▸ **TRECHO APRESENTADO**
***
Façamos uma primeira constatação, que pode apoiar-se, penso, na experiência de todos e cada um: por mais que pretendamos enquadrar a realidade por meio de tecnologias e leis e padrões e regras perfeitos e absolutos, ela simplesmente se recusa a entrar no esquema. E isso porque é inesgotável, ou seja, sempre surge e sempre surgirá aquele ponto que não tínhamos previsto e não teríamos podido prever, aquela exceção que põe tudo a perder. E também porque ela, tal como os nossos esquemas e os seus autores – que por sinal também fazem parte dessa mesma realidade, ou por acaso não? -, é limitada, imperfeita, falível; ou seja, sempre há aquele processo ou aquele elemento ou aquele indivíduo que, por razões insondáveis e misteriosas, falha, não chega lá, não produz os resultados esperados.

Dizia-me um engenheiro eletrônico competente e experimentado: “Não sei por que dizem que a eletrônica é uma ciência exata; eu acho que ela está é na linha da feitiçaria! A gente faz um projeto perfeito; confere, tudo perfeito; roda uma simulação no computador, e funciona perfeitamente; monta na prática, no protoboard, e… não funciona! A gente quebra a cabeça, refaz o projeto, tenta daqui e dali e… nada. Chega o técnico, olha, dá uma cheirada, diz: ‘Acho que a gente podia pôr uma resistência de uns 2 ohm… aqui‘. E funciona!!!”
***
▸ **REGISTROS FORNECIDOS**
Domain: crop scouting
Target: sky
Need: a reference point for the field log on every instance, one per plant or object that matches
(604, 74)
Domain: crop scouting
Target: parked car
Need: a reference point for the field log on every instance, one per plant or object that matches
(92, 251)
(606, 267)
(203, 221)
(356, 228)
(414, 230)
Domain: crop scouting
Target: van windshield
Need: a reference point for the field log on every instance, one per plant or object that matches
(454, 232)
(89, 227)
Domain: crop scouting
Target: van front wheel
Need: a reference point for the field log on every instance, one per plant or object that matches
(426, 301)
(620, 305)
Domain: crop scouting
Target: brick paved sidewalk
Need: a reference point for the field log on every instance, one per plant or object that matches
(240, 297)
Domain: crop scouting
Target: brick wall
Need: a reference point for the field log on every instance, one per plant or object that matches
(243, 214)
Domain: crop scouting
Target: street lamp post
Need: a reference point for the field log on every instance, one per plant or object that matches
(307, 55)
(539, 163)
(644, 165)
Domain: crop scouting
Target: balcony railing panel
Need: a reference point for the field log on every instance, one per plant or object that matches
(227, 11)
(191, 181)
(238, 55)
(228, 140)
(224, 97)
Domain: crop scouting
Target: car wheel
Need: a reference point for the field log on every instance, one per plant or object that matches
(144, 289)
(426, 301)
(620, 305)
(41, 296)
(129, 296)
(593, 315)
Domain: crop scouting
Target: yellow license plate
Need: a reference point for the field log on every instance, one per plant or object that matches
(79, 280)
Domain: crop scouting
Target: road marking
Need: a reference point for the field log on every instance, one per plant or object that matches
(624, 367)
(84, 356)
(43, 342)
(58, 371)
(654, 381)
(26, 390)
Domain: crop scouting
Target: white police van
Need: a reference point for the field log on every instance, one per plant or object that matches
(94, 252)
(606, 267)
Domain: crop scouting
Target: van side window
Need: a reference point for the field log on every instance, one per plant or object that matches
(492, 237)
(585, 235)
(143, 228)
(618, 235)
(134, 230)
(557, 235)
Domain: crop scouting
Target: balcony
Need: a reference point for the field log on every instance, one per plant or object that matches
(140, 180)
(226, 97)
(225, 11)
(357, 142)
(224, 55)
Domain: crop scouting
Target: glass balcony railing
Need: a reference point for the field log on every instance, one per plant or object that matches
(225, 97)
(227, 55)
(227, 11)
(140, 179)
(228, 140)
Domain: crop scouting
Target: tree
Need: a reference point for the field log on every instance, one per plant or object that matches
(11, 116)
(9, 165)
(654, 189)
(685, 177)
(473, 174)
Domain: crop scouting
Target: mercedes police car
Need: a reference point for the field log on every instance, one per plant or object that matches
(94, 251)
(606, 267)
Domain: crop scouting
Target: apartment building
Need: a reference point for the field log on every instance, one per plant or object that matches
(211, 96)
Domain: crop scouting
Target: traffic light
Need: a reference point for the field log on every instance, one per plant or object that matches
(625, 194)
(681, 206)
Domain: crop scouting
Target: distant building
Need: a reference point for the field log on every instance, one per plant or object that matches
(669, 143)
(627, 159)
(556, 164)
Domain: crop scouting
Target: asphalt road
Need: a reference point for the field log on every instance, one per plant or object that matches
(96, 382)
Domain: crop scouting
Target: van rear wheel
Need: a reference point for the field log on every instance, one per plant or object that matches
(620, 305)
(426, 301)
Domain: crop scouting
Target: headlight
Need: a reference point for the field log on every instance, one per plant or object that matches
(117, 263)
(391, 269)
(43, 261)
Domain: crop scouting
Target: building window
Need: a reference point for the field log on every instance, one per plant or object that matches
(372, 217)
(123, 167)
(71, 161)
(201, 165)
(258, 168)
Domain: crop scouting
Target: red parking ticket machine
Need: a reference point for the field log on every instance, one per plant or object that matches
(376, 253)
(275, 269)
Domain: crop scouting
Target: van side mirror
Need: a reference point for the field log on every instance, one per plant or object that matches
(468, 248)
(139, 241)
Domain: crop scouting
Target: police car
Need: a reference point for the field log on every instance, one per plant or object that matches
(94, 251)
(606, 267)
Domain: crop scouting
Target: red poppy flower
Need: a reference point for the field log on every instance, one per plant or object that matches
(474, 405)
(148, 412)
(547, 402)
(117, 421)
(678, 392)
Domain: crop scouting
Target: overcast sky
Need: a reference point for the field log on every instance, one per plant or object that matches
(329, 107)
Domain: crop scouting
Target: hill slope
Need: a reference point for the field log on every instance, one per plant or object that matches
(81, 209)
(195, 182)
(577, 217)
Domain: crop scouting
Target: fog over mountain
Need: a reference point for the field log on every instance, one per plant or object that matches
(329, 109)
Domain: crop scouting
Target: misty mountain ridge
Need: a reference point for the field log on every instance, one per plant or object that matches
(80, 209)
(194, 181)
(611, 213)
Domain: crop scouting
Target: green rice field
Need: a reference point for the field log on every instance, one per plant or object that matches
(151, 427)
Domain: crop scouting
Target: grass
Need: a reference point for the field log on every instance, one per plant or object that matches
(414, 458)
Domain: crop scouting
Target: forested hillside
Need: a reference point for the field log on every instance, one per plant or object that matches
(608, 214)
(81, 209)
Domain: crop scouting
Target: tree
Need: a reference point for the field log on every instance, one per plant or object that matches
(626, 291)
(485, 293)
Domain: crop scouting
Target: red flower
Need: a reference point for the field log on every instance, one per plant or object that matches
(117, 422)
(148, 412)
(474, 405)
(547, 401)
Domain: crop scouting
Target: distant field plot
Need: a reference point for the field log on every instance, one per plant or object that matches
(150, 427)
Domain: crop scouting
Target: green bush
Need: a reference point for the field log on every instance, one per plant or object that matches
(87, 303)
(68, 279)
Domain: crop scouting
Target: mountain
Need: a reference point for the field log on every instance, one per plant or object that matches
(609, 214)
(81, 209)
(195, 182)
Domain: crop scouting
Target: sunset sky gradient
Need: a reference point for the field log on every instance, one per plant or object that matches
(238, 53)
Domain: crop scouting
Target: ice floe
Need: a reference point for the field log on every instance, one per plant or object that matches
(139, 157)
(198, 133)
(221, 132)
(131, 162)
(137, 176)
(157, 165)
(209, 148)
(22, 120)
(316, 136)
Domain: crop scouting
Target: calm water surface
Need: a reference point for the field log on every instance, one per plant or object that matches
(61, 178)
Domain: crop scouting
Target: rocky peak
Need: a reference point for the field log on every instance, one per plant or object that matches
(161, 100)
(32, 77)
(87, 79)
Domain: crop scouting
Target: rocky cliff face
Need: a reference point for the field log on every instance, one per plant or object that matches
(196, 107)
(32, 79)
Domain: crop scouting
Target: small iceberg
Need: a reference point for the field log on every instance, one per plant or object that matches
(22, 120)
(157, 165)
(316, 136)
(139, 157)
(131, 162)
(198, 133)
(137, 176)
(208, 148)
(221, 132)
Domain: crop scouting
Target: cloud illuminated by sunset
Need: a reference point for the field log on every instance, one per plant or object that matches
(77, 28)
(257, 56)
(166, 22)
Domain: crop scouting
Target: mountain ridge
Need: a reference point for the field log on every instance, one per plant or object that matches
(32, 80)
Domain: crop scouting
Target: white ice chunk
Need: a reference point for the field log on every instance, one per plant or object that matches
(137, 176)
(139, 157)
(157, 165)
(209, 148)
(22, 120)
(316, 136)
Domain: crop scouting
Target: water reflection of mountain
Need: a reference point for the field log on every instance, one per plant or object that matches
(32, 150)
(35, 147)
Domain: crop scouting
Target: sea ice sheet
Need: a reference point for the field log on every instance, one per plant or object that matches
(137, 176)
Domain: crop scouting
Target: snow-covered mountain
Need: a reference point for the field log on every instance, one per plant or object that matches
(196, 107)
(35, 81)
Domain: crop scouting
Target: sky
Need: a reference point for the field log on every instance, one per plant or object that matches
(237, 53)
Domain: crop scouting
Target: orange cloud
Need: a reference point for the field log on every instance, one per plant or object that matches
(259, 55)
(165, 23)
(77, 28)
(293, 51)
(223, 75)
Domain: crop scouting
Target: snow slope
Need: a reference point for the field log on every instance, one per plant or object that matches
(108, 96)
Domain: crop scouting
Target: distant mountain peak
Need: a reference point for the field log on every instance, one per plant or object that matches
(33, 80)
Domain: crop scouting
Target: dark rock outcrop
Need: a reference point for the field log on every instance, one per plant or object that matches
***
▸ **PROBLEMA PROPOSTO A**
Conte quantas linhas dos registros contêm a palavra "wheel", diferenciando maiúsculas de minúsculas, e informe apenas esse número.
▸ **PROBLEMA PROPOSTO B**
Leve adiante o trecho sobre a realidade que escapa aos nossos esquemas, a partir da última frase mostrada.
O trecho e os registros não têm nenhuma relação entre si.

▸ **RESPOSTA CORRETA A**
3

▸ **RESPOSTA CORRETA B**
Em suma, o jeitinho “metafísico” (talvez fosse mais correto dizer “físico”, uma vez que se refere propriamente à realidade de um mundo material, intrinsecamente limitado) parte de uma aceitação simples dos limites do nosso conhecimento e da própria realidade. E leva assim à conclusão de que as soluções “perfeitas” e “definitivas” (a última versão do SAP ou dos computadores, o equipamento exatamente adequado e preciso e projetado para realizar a tarefa x ou y, etc.) às vezes podem ser descabidas ou desproporcionadas, e que bastam soluções provisórias, imperfeitas, parciais (basta uma volta da chave, não são necessárias duas; é melhor não apertar a torneira até o último, porque rompe a vedação de borracha e provoca o vazamento que se quer evitar, e assim até o infinito ou a náusea), até porque as “perfeitas” também são imperfeitas e as “definitivas”, no longo prazo, provisórias.

Trata-se, enfim, de aceitar o sub-ótimo no que fazemos, porque num mundo limitado não é possível ter o ótimo. Isso é o que indica também um provérbio popular que não é só brasileiro: “O ótimo é inimigo do bom”.

Tolerância zero?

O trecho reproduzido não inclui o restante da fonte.